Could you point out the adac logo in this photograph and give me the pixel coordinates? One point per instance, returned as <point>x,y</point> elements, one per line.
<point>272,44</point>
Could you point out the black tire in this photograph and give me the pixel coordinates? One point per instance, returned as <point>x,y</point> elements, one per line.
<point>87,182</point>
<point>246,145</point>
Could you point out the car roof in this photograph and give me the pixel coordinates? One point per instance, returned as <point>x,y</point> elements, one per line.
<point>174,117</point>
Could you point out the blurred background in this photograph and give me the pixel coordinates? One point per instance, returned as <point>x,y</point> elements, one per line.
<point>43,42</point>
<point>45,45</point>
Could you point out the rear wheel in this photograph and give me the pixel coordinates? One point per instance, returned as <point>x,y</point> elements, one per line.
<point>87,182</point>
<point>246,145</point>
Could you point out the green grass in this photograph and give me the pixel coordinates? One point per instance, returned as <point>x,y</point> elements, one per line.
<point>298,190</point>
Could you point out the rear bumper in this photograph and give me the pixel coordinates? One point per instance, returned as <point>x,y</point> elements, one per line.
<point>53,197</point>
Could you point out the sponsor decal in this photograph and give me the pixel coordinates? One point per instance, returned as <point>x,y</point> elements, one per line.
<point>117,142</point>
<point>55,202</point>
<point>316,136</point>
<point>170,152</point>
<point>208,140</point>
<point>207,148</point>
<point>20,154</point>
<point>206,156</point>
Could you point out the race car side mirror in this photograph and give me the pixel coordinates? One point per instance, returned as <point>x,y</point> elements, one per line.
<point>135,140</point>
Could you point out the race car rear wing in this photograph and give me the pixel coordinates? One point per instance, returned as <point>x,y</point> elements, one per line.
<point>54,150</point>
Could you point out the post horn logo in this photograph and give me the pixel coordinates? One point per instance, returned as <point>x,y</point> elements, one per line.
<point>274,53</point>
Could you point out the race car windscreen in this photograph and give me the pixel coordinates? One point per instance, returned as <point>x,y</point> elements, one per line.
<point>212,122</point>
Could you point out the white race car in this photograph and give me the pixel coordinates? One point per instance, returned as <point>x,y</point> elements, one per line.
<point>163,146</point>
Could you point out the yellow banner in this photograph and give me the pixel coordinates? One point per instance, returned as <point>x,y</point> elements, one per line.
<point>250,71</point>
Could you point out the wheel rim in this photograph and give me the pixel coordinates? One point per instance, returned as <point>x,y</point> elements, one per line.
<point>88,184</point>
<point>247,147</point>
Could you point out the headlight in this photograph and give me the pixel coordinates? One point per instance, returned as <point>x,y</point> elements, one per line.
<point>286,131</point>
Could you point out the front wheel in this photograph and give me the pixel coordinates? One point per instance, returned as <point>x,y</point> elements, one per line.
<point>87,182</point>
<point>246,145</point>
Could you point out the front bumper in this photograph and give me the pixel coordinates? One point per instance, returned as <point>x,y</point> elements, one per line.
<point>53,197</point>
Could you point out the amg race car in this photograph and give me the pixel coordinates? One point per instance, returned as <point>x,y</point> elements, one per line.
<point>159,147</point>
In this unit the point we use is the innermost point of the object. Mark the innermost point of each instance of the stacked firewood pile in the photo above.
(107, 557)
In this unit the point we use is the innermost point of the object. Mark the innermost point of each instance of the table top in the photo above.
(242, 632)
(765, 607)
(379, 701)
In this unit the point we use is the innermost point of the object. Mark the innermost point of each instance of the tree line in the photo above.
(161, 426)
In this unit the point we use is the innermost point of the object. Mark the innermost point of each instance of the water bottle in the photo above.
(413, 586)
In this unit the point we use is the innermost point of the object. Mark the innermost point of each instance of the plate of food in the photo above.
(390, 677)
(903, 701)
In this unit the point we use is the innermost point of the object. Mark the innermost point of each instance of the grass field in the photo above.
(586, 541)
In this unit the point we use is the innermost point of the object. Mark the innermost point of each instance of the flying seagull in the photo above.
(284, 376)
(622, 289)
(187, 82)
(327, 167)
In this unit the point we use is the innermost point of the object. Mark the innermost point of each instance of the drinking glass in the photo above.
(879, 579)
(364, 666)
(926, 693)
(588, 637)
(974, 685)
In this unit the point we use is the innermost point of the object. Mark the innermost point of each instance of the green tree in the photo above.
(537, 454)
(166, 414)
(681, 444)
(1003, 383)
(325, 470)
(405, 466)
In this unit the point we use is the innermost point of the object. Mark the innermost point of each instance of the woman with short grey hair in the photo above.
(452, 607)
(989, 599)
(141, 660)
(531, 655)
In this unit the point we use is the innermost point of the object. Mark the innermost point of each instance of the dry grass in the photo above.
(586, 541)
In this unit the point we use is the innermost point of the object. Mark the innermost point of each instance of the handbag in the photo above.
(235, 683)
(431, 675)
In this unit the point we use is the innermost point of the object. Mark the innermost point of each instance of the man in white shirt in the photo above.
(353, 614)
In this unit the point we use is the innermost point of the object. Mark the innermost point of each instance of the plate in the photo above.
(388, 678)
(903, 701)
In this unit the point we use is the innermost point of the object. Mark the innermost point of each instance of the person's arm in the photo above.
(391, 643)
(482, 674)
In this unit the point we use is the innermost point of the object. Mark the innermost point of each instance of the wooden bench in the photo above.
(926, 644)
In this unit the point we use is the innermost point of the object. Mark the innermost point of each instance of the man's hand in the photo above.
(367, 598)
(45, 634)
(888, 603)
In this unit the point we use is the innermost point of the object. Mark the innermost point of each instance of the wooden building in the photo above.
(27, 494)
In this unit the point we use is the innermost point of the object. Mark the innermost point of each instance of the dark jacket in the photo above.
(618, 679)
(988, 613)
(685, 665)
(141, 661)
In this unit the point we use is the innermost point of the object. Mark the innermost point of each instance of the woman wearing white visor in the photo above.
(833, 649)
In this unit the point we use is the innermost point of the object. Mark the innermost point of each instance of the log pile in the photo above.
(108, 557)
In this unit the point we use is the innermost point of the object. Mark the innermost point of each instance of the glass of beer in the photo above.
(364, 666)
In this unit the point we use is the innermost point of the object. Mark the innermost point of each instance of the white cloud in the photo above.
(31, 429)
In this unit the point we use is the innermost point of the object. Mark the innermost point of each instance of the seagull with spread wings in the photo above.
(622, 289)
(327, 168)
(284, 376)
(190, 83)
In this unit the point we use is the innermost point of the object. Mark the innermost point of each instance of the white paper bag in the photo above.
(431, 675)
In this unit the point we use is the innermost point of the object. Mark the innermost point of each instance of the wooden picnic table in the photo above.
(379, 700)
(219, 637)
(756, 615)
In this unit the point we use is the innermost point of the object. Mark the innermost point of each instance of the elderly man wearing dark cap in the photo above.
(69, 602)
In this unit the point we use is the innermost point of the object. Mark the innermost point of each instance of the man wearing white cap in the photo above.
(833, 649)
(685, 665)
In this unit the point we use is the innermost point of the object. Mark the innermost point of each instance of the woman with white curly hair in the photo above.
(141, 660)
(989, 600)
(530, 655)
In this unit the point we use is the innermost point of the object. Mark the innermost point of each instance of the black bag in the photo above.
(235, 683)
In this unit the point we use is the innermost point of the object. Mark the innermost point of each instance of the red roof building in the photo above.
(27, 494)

GIVEN EXERCISE » Write out every row above word for word, with nothing added, dropped, or changed.

OUTPUT FOR THIS TASK »
Could you point out the adac logo in this photograph and give me the pixel coordinates? One point per instance, returned as <point>x,y</point> elements, one per line.
<point>272,44</point>
Could you point out the black tire in this photograph and give me the pixel coordinates? One point per instance, returned as <point>x,y</point> elements, one per line.
<point>87,182</point>
<point>246,145</point>
Could you point out the car roof in this photograph and give me the pixel coordinates? One point per instance, returned as <point>x,y</point> elements, one per line.
<point>174,117</point>
Could you point out the blurred background in this photograph and give me the pixel coordinates? One point per instance, returned as <point>x,y</point> elements, one per line.
<point>43,42</point>
<point>45,45</point>
Could you point out the rear wheel in this photograph and give me the pixel coordinates? One point per instance, returned as <point>x,y</point> elements, one per line.
<point>87,182</point>
<point>246,145</point>
Could you point out the green grass in this photograph and give me the pixel coordinates? One point per instance, returned as <point>x,y</point> elements, one per line.
<point>298,190</point>
Could you point out the rear bumper in this photograph and give me the pixel coordinates? One point per instance, returned as <point>x,y</point> elements, one per line.
<point>53,197</point>
Could you point out the sponsor decal in this photograph and give me the pixel coordinates? One point per instance, returned as <point>x,y</point> elements, one per line.
<point>117,142</point>
<point>55,202</point>
<point>316,136</point>
<point>170,152</point>
<point>208,140</point>
<point>207,148</point>
<point>20,154</point>
<point>206,156</point>
Could you point out the race car side mirror in this photograph and give me the pixel coordinates? One point per instance, returned as <point>x,y</point> elements, one per line.
<point>135,140</point>
Could you point out the race car rear wing in this photograph and give me the pixel coordinates? One point per instance, returned as <point>x,y</point> elements, one per line.
<point>54,150</point>
Could you point out the post horn logo in this photograph and give me the pixel coordinates? One point per instance, returned as <point>x,y</point> elements, one per line.
<point>274,53</point>
Could you point out the race car windscreen in this photograph and give me the pixel coordinates? One point per instance, returned as <point>x,y</point> elements, one per line.
<point>212,122</point>
Could you point out the white race car in this photograph and give me the pixel coordinates? One point per instance, returned as <point>x,y</point> elements, one per line.
<point>163,146</point>
Could you point out the yellow banner in this photograph and give me the pixel coordinates? One point per instance, returned as <point>x,y</point> elements, one per line.
<point>250,71</point>
Could you point out the wheel rim in this photograph and give me the pixel coordinates? One point per instance, returned as <point>x,y</point> elements, one per line.
<point>88,184</point>
<point>247,147</point>
Could you point out the headlight in this photograph and give me the pixel coordinates? One point per instance, returned as <point>x,y</point> elements, one per line.
<point>286,131</point>
Could you point out the front wheel in this photograph and give me the pixel coordinates? One point per instance, returned as <point>x,y</point> elements, one per line.
<point>87,182</point>
<point>246,145</point>
Could you point out the front bumper in this photograph and give me the pixel coordinates? One point per instance, returned as <point>x,y</point> elements, one per line.
<point>53,197</point>
Could you point out the amg race car in this photograph and give me the pixel coordinates? One point per instance, returned as <point>x,y</point> elements, one per line.
<point>159,147</point>
In this unit the point we use is the innermost point of the object. Mark the innermost point of each instance of the stacked firewood pile in the photo above.
(107, 557)
In this unit the point we use is the innermost point of the object. Mark the innermost point of each instance of the table top in the photo above.
(242, 632)
(765, 607)
(379, 701)
In this unit the point we use is the innermost point of the object. Mark the innermost point of each instance of the tree line in the photo above.
(161, 426)
In this unit the point we use is the innermost point of the object. Mark the innermost point of each instance of the water bottle in the photo above.
(413, 586)
In this unit the point we use is the innermost point of the object. Mark the innermost point of each instance of the plate of food in the photo above.
(390, 677)
(903, 701)
In this unit the point we use is the innermost point of the object. Mark the innermost point of each instance of the grass field in the photo above.
(586, 541)
In this unit the point we use is the innermost point of the object. Mark the innermost point of each instance of the flying seagull in the photo above.
(284, 376)
(622, 289)
(187, 82)
(327, 167)
In this unit the point we use is the innermost point of the object. Mark the innermost point of each instance of the drinking glass in the photo above.
(879, 579)
(364, 666)
(926, 693)
(588, 637)
(974, 685)
In this unit the point we use is the innermost point of the object. Mark the innermost point of each instance of the green tree in the photo above.
(537, 454)
(166, 414)
(681, 444)
(1003, 383)
(325, 470)
(405, 466)
In this unit the point we use is the innermost point of the object. Mark the innermost point of each instance of the woman with short grey hair in the photo above.
(452, 607)
(989, 599)
(141, 660)
(531, 655)
In this unit the point we use is the innermost point of the object. Mark the innermost point of each instance of the dry grass in the photo above.
(586, 541)
In this unit the point we use is the innermost point of the object. Mark the innermost point of each instance of the handbag in the photo above.
(235, 683)
(431, 675)
In this unit the point we use is the innermost point of the object. Mark the innermost point of each instance of the man in white shirt in the photo above.
(353, 614)
In this unit the point we use is the innermost point of the object. Mark the innermost point of each instance of the plate in the photo above.
(388, 678)
(903, 701)
In this unit the point we use is the innermost point of the object. Mark the innermost point of each instance of the person's arm in the photo above.
(391, 643)
(482, 674)
In this unit the point we use is the innermost point of the object. Mark the innermost point of each instance of the wooden bench in the photo above.
(926, 644)
In this unit the point we use is the innermost point of the object. Mark the innermost point of each instance of the man's hand in the photo above.
(367, 598)
(45, 634)
(888, 603)
In this unit the point we use is the innermost point of the object. Mark the innermost point of each instance of the wooden building in the photo above.
(27, 494)
In this unit the point we use is the innermost point of the object. Mark the innermost point of each instance of the dark jacket in the photo above.
(618, 679)
(988, 613)
(685, 665)
(141, 661)
In this unit the point we use is the innermost point of the object. Mark the innermost point of each instance of the woman wearing white visor in the photo above.
(833, 649)
In this unit the point we use is the innermost point of the object. Mark the innermost point of each instance of the log pile in the photo above.
(108, 557)
In this unit the point we use is the innermost point of the object. Mark the innermost point of each instance of the glass of beer in the photo above.
(364, 666)
In this unit the point we use is the innermost point of the object. Mark the innermost point of each instance of the white cloud in the photo above.
(31, 429)
In this unit the point we use is the innermost point of the object. Mark the innermost point of each instance of the seagull with spread wings in the photo above.
(622, 289)
(327, 168)
(284, 376)
(190, 83)
In this unit the point we use is the innermost point of the object. Mark the innermost point of each instance of the white paper bag in the photo above.
(431, 675)
In this unit the point we use is the innermost point of the object. Mark the innermost point of each instance of the wooden picnic table in the photo above.
(379, 700)
(219, 637)
(756, 615)
In this unit the point we use is the innermost point of the object. Mark the innermost point of each instance of the elderly man wearing dark cap in the photo above.
(69, 602)
In this unit the point we use is the innermost point of the object. Mark the innermost point of each instance of the man wearing white cap in the photo above.
(833, 649)
(685, 665)
In this unit the point we use is the innermost point of the object. Mark the innermost point of each instance of the woman with white curly hair in the photo above.
(141, 660)
(989, 600)
(530, 655)
In this unit the point we use is the innermost point of the object. Mark the innermost point of each instance of the black bag in the photo above.
(235, 683)
In this unit the point we use is the innermost point of the object. Mark the innermost point of each instance of the red roof building in the photo above.
(27, 494)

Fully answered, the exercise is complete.